How does period poverty hold girls back?
Having no or limited access to period products hold girls back in so many ways.
- Health: women and girls can be put at risk if they're unable to access a sufficient amount of period products. Around the world, those who suffer from period poverty are forced to use dirty rags which can cause infection. And there are many who still use folded-up toilet roll as a substitute for a pad- the Breaking Barriers report found that more than one in 10 girls had to improvise with toilet paper during their period due to lack of supplies.
- Education: research carried out by PHS found that in 2021, 35% of teen girls had taken time off school because of their period, compared to 27% in 2019. 28% had done this more than once, and one in four said that they weren’t able to complete school work because of their period. 26% felt they had to stay home because of their period, and its predicted that 40% will be likely to miss school or college over the next year due to their period. The impact of this? Lost opportunities: a greater risk of dropping out of eduction completely, and fewer job opportunities overall.
- Period shame: being unable to afford to buy period products and having to ask for them is still a source of embarrassment for girls and women. Having easily accessible products for everyone would remove this stigma.

================================

▶ [EXPLORE THE MATERIAL]:
A - From the passage on period poverty, set down the part that opens with the words containing "- Education: research" and closes with "job opportunities overall.".
B - Answer these questions from the passage on period poverty:
(i) According to the Breaking Barriers report, how many girls had to improvise with toilet paper during their period?
(ii) What percentage of teen girls had taken time off school because of their period in 2021, according to PHS research?
(iii) What does the passage say would remove the stigma around asking for period products?
C - Write what comes next in the passage on period poverty, starting after its final sentence.

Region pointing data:

================================

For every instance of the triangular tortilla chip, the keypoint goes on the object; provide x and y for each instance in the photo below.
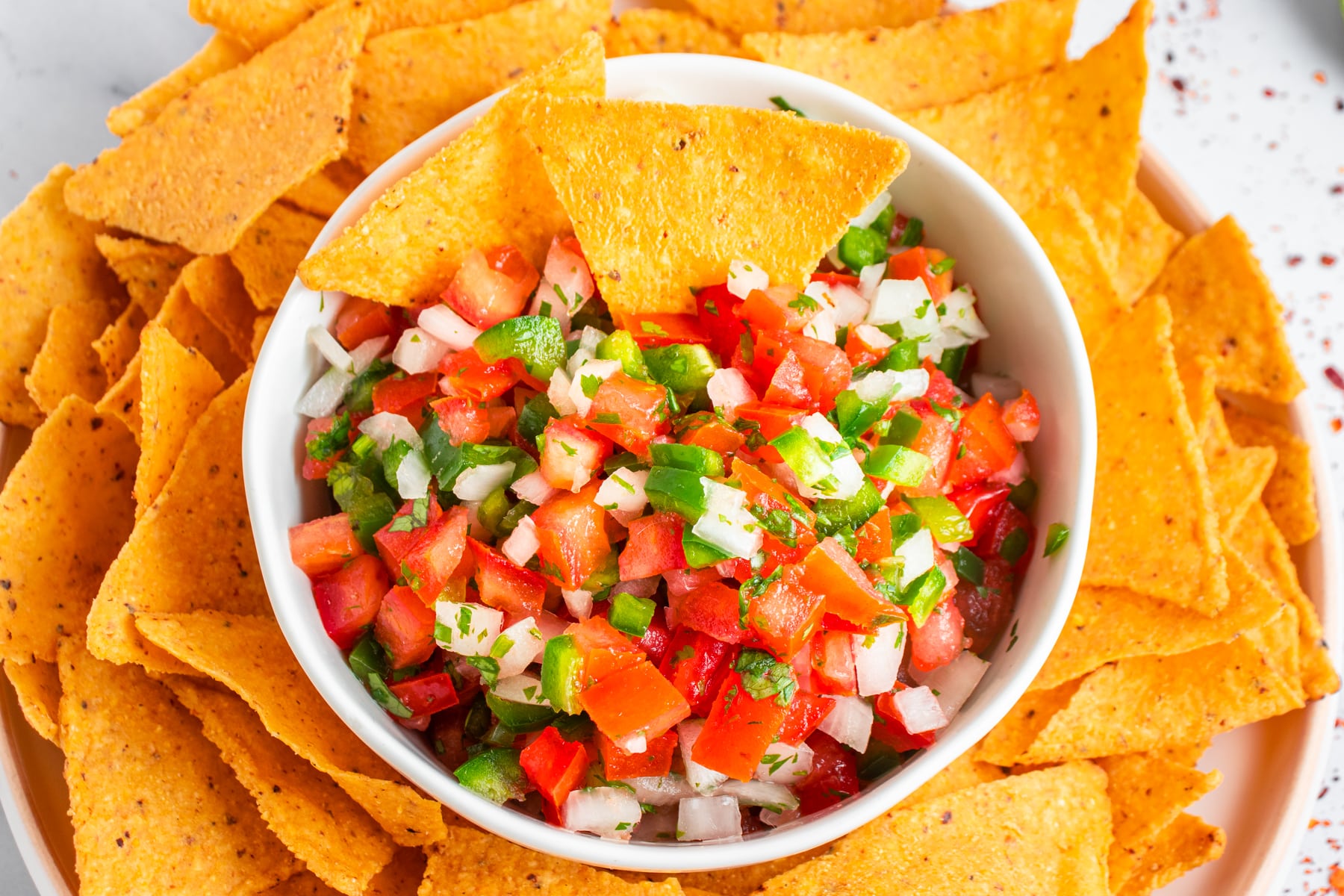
(1148, 242)
(176, 385)
(193, 548)
(67, 364)
(665, 196)
(933, 62)
(250, 656)
(1068, 234)
(304, 808)
(808, 16)
(154, 806)
(220, 54)
(1223, 309)
(282, 114)
(65, 511)
(269, 253)
(147, 269)
(413, 80)
(47, 258)
(1074, 125)
(485, 188)
(1154, 524)
(638, 31)
(38, 688)
(1043, 832)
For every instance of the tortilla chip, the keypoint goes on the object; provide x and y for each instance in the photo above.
(1147, 794)
(1266, 551)
(147, 269)
(220, 54)
(47, 258)
(281, 116)
(38, 688)
(485, 188)
(1070, 240)
(65, 511)
(665, 196)
(472, 862)
(1112, 623)
(638, 31)
(1074, 125)
(1018, 729)
(1148, 240)
(304, 808)
(324, 193)
(1183, 847)
(808, 16)
(1144, 703)
(1223, 309)
(1289, 494)
(120, 341)
(154, 806)
(413, 80)
(1045, 832)
(1154, 524)
(191, 550)
(176, 385)
(67, 364)
(269, 253)
(250, 656)
(934, 62)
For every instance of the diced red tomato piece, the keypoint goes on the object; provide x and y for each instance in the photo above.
(554, 765)
(405, 626)
(349, 600)
(324, 544)
(504, 585)
(652, 547)
(738, 731)
(573, 536)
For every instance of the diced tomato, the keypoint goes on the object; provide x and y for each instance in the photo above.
(405, 626)
(656, 759)
(806, 712)
(833, 777)
(573, 536)
(828, 570)
(362, 320)
(651, 331)
(504, 585)
(323, 546)
(629, 411)
(573, 453)
(652, 547)
(554, 765)
(633, 702)
(349, 598)
(738, 731)
(491, 287)
(426, 694)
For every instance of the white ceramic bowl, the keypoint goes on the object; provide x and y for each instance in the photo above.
(1034, 337)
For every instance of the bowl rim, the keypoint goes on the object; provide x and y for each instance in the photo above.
(851, 813)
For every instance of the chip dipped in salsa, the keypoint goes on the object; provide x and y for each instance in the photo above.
(671, 576)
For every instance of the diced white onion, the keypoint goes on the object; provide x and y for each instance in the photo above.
(476, 482)
(611, 813)
(709, 818)
(850, 722)
(745, 277)
(444, 324)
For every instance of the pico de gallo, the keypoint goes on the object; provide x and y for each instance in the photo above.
(673, 576)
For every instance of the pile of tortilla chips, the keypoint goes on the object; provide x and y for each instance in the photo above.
(136, 629)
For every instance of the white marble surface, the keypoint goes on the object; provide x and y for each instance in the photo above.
(1246, 100)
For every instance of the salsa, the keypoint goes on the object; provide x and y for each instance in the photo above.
(675, 576)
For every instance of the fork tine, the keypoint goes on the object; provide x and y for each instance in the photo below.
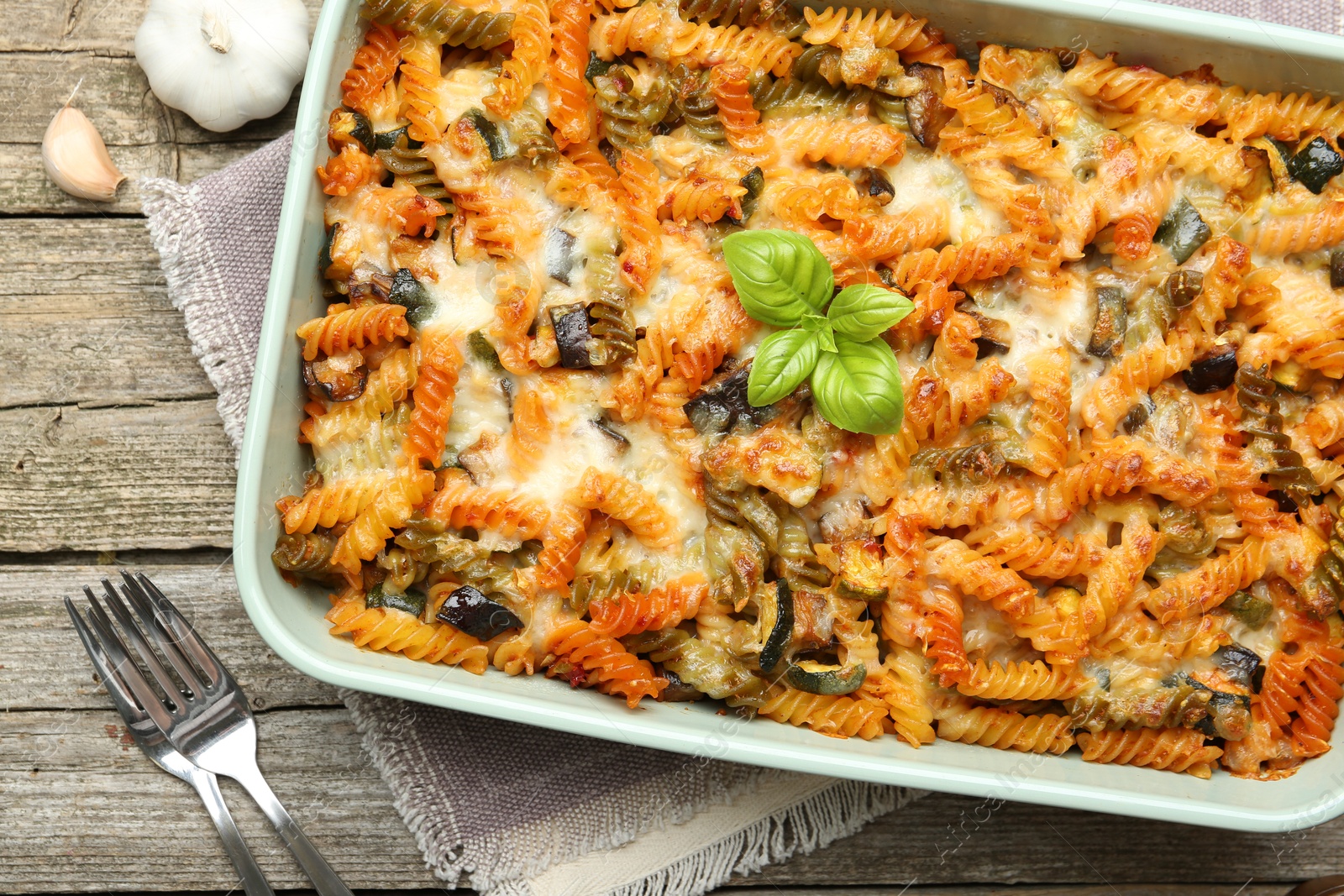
(178, 625)
(125, 668)
(131, 710)
(140, 645)
(154, 625)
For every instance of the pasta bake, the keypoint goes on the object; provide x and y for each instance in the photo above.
(1082, 493)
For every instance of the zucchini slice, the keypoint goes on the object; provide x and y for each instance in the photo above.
(820, 679)
(1183, 231)
(1109, 329)
(776, 624)
(412, 602)
(1314, 164)
(860, 571)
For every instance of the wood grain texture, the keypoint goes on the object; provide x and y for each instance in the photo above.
(87, 317)
(114, 479)
(47, 671)
(71, 26)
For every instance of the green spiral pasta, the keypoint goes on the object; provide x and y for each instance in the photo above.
(307, 555)
(609, 309)
(444, 22)
(696, 103)
(631, 105)
(776, 15)
(1263, 425)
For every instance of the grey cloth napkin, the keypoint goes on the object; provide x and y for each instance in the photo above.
(515, 810)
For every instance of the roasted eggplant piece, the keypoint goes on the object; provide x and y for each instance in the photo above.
(559, 254)
(412, 602)
(776, 624)
(1109, 329)
(827, 680)
(723, 405)
(1238, 663)
(605, 427)
(340, 378)
(925, 109)
(874, 181)
(470, 611)
(1213, 372)
(676, 691)
(389, 139)
(860, 570)
(1314, 164)
(1184, 286)
(324, 257)
(1183, 231)
(346, 127)
(490, 132)
(412, 295)
(1249, 610)
(573, 336)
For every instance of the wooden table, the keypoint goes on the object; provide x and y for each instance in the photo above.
(111, 453)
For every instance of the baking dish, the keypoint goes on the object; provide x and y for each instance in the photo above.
(273, 464)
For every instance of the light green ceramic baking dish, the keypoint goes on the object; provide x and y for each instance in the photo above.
(1173, 39)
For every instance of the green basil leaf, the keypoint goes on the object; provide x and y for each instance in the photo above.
(864, 312)
(783, 362)
(780, 275)
(822, 328)
(858, 389)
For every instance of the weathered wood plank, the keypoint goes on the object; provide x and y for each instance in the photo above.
(108, 29)
(46, 669)
(87, 317)
(84, 810)
(114, 479)
(116, 97)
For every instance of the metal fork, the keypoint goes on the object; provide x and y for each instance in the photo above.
(155, 746)
(206, 716)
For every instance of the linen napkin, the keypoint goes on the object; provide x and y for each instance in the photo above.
(508, 809)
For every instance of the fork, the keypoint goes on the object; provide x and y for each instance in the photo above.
(206, 716)
(155, 746)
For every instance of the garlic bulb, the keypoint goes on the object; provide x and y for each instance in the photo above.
(223, 62)
(76, 157)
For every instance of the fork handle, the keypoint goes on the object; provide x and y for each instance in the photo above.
(249, 873)
(326, 880)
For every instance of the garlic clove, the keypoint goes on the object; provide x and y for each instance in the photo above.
(76, 157)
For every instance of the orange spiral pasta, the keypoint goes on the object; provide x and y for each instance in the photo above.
(1005, 730)
(638, 196)
(349, 170)
(741, 121)
(398, 631)
(616, 669)
(569, 96)
(531, 36)
(701, 197)
(461, 504)
(433, 403)
(1169, 750)
(850, 144)
(374, 65)
(353, 328)
(662, 607)
(390, 510)
(627, 501)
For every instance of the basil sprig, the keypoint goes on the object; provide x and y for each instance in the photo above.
(783, 280)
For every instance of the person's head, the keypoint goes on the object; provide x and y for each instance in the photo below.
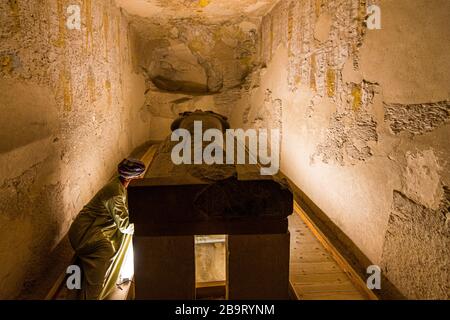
(130, 169)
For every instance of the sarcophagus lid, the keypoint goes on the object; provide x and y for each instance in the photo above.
(200, 199)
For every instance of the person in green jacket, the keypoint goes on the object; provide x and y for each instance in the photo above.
(97, 232)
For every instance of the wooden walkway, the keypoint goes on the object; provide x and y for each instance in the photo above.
(314, 274)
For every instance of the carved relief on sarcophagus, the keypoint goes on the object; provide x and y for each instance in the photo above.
(197, 197)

================================

▶ [YOUR RESPONSES]:
A -
- Education: research carried out by PHS found that in 2021, 35% of teen girls had taken time off school because of their period, compared to 27% in 2019. 28% had done this more than once, and one in four said that they weren’t able to complete school work because of their period. 26% felt they had to stay home because of their period, and its predicted that 40% will be likely to miss school or college over the next year due to their period. The impact of this? Lost opportunities: a greater risk of dropping out of eduction completely, and fewer job opportunities overall.

B -
(i) More than one in 10 girls.
(ii) 35%.
(iii) Having easily accessible products for everyone.

C -
How can we end period shame?
Why are we still so ashamed about something as natural as bleeding? Periods are normal. They’re a part of life.
Those of us who bleed quite literally hold the power of reproduction. Our bodies bleed because we’re simply releasing eggs. Our ovaries release oestrogen and progesterone and our uterus lining builds up in preparation for a fertilised egg. When there is no fertilised egg, the lining breaks down and bleeds. That is a period.
There is nothing shameful, in fact it’s quite the opposite. The female reproductive system is amazing!
How can we end period poverty?
We won’t end period poverty if we stay quiet about it. This is a global issue that millions of girls and women face around the world, and we need to make changes. We need better education, and we need the support of governments and health organisations too.
Better education on the menstrual cycle will help to break down taboos- and this is essential for both boys and girls. We need better facilities for girls and women, including better access to safe and hygienic period products. We need to support the charities that support those who cannot afford period products, and we need to work together to make it known: periods are not a luxury. Menstrual care is a basic human right.
Choose period products from brands who support ending period poverty. If you can, donate to local and global charities that work to give access to period products. Stand up for women's rights by attending events and marches. Sign petitions, donate products, educate yourself and others.
We can end period poverty, and we must.
What is causing period poverty?
The main causes of period poverty are:
- lack of access to period products
- Lack of funds to buy period products
- Benefit cuts
- Lack of supply
- Abuse and neglect
Who is most affected by period poverty?
Period poverty can affect any girl or woman who doesn’t have access to safe and hygienic period products. Its a global issues, yet here in the UK 30% of girls and women say they cannot afford period products, and 54% admit to using toilet paper instead.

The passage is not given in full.